What to work on: Copy every item below verbatim, omitting the pictures.

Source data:
----

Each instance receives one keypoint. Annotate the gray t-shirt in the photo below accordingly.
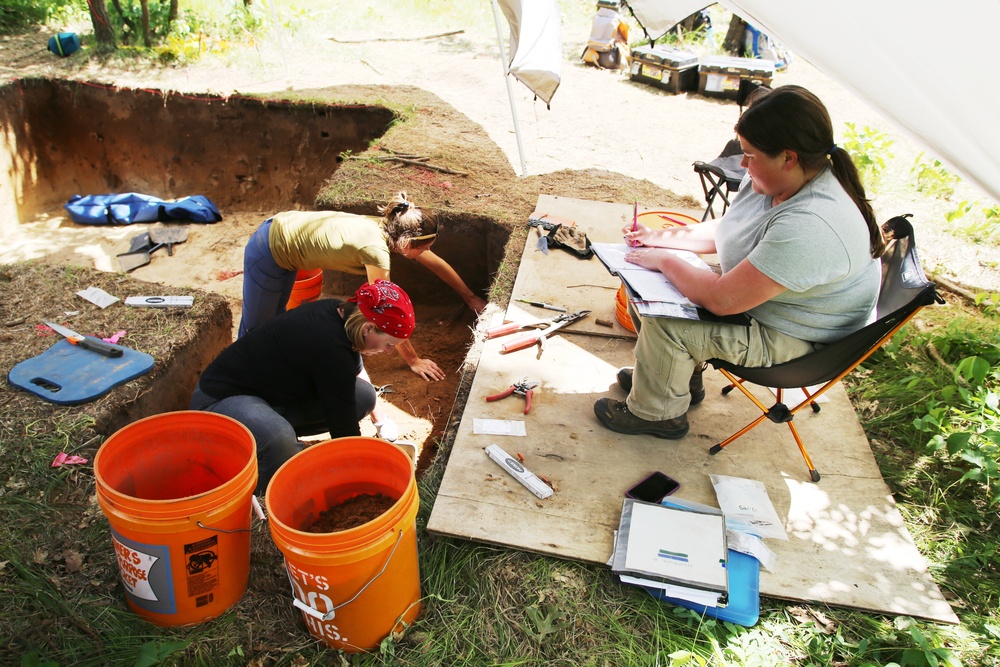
(816, 245)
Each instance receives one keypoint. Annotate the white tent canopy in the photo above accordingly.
(925, 65)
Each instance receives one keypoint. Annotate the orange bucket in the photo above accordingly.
(621, 309)
(355, 586)
(177, 490)
(308, 285)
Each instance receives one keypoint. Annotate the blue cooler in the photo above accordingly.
(670, 69)
(64, 43)
(719, 76)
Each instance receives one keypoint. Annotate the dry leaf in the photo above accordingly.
(74, 561)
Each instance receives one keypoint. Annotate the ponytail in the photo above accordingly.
(407, 226)
(792, 118)
(847, 174)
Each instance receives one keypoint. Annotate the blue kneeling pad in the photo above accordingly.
(69, 375)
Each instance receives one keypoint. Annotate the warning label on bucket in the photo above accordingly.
(202, 565)
(145, 571)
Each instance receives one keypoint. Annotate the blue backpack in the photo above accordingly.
(129, 207)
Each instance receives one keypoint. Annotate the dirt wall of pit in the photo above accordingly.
(63, 138)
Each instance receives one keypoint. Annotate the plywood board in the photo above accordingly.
(847, 542)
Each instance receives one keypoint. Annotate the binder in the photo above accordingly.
(681, 552)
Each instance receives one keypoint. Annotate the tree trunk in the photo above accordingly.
(103, 32)
(733, 44)
(146, 40)
(126, 20)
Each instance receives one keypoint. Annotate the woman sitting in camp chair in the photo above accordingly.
(798, 248)
(296, 241)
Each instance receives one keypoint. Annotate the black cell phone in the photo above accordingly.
(654, 488)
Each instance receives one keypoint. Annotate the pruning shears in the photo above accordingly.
(523, 387)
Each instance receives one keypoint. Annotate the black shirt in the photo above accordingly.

----

Result for this exercise:
Each instance receives one keypoint. Annotate the gray t-shirt in the photo below accordingly.
(816, 245)
Each instance receives one keypoint. Annotate the white tent canopy in the photo above accordingly.
(925, 65)
Each instance receives one keypoint. Annotate the orange bucket in the photo above accordingly.
(621, 309)
(355, 586)
(177, 490)
(308, 285)
Each instance receives one keypoint. Annotate the blue cooler in the photo above accordingly.
(670, 69)
(64, 43)
(719, 76)
Each instance receives one keypoint. Annotate the dry leaf in the photo above accordingly.
(74, 561)
Each instance receives one keypoint. Annotate the ponytail in the photo above accordingly.
(407, 226)
(792, 118)
(847, 174)
Each instance receives one keypoint. Annotate the blue kneeling pad in the photo above accordingly.
(69, 375)
Each instance receives one keypoint. Annotate the warning label on bucket in the photo above accordingly.
(202, 565)
(145, 571)
Each instance receives one keypoint. Annotate the blue backpack in the photo above accordingly.
(129, 207)
Each instance receives one keypoint. Annotate the dirt wall of pit in the photo above accordingly.
(63, 138)
Each instance receives one keypoint. Annotate the plywood board in the photo above accordingly.
(847, 542)
Each instance receives one keypoint. Annotate the binder in the photo above accordingly.
(681, 552)
Each instance receives one keypoint. Annotate the tree trunk in the photo above accordingly.
(103, 32)
(733, 44)
(146, 40)
(126, 20)
Each instance receives one keypoint. Annotate the woman sitting in camp chair in the photo above accordingly.
(798, 248)
(296, 241)
Each instance receives one keypoint. Annotate the black cell phone in the photo above accordingly.
(654, 488)
Each instance receives one keypoint. Annotate the pruning shears in the photo above accordingly.
(523, 387)
Each instance receives one keypoint. Annotate the black shirt in the photo above accordingly.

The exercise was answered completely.